+++ Text

A. Preparation of YAG Ceramics

High-purity $α - {Al}_{2} O_{3}$ (99.99% purity, Sumitomo Chemicals, Tokyo, Japan) and $Y_{2} O_{3}$ (99.99%, Alfa Aesar, MA) powders were used as starting materials, and precisely weighed in stoichiometric proportions to form $Y_{3} {Al}_{5} O_{12}$ ceramics. CaO (99.999%, Alfa Aesar, Ward Hill, MA) and MgO (99.999%, Alfa Aesar, Ward Hill, MA) were selected as sintering additives. The molar ratio of Ca and Mg was 1:4, and their total amount was kept at 0.2 mol% according to ${Al}^{3 +}$ content. The details about vacuum sintering method can be found elsewhere ^[27,28]. The powders and sintering additives were mixed with ethyl alcohol and planetary ball milled for 15 h using agate balls ( $> 99.9$ purity). The milled slurry was dried at 55°C in an oven for 24 h, and then sieved though a 200 mesh screen. After that, the sieved powders were uniaxially pressed at 20 MPa using a stainless-steel mold with a diameter of 16 mm and cold isostatically pressed at 200 MPa to obtain compacted green bodies. The green bodies were then calcined at 900°C for 5 h to remove the organic residues. The final sintering process was carried out at 1840°C for 8 h, followed by annealing in air at 1350°C for 10 h. After that, the samples were mirror polished on both surfaces to 3.0 mm thickness.

B. Characterization

The optical transmittance and absorption of transparent YAG ceramics before and after UV irradiation were measured using a UV-VIS-NIR spectrophotometer (Lambda 950, Perkin-Elmer, Waltham, MA, USA) in the wavelength range of 200–1100 nm. The microstructure of the ceramics was studied by scanning electron microscopy (SEM, JSM-6510, JEOL, Japan) and transmission electron microscopy (TEM, Fecnai-G2-F20, USA). UV irradiation was conducted in the dark using the full power of a pulsed xenon lamp. TL measurements of UV-irradiated ceramics were carried out using an in-house spectrometer that enabled the direct recording of the luminescence as a function of wavelength and temperature ^[29,30]. After UV irradiation, the lamp was turned off and the emission in the range of 200–800 nm was recorded during a linear-ramp heating from $- 190 ° C$ to 400°C with a heating rate of 60°C/min.

++++++

_Directions:_
a. According to the passage on YAG ceramics, at what temperature and for how long was the final sintering carried out?
b. Reproduce the passage on YAG ceramics from "The optical transmittance" to "rate of 60°C/min.".
The material that comes next has nothing to do with the passage on YAG ceramics.

+++ Given records

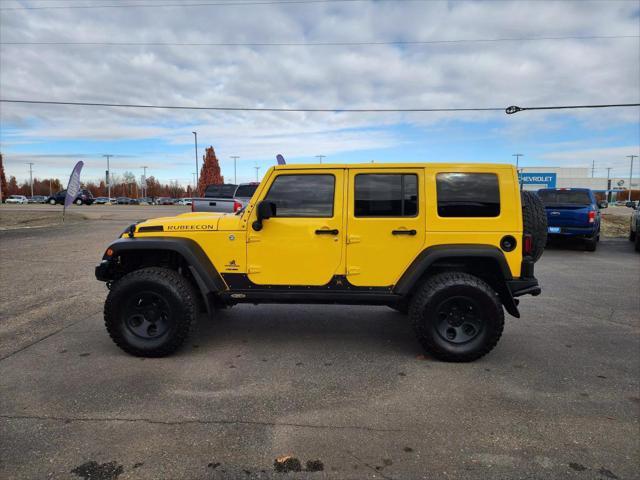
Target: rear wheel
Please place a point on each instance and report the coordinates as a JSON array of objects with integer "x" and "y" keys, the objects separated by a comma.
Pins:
[
  {"x": 149, "y": 312},
  {"x": 534, "y": 222},
  {"x": 457, "y": 317}
]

++++++

_Full solutions:_
a. At 1840°C for 8 hours.

b.
The optical transmittance and absorption of transparent YAG ceramics before and after UV irradiation were measured using a UV-VIS-NIR spectrophotometer (Lambda 950, Perkin-Elmer, Waltham, MA, USA) in the wavelength range of 200–1100 nm. The microstructure of the ceramics was studied by scanning electron microscopy (SEM, JSM-6510, JEOL, Japan) and transmission electron microscopy (TEM, Fecnai-G2-F20, USA). UV irradiation was conducted in the dark using the full power of a pulsed xenon lamp. TL measurements of UV-irradiated ceramics were carried out using an in-house spectrometer that enabled the direct recording of the luminescence as a function of wavelength and temperature ^[29,30]. After UV irradiation, the lamp was turned off and the emission in the range of 200–800 nm was recorded during a linear-ramp heating from $- 190 ° C$ to 400°C with a heating rate of 60°C/min.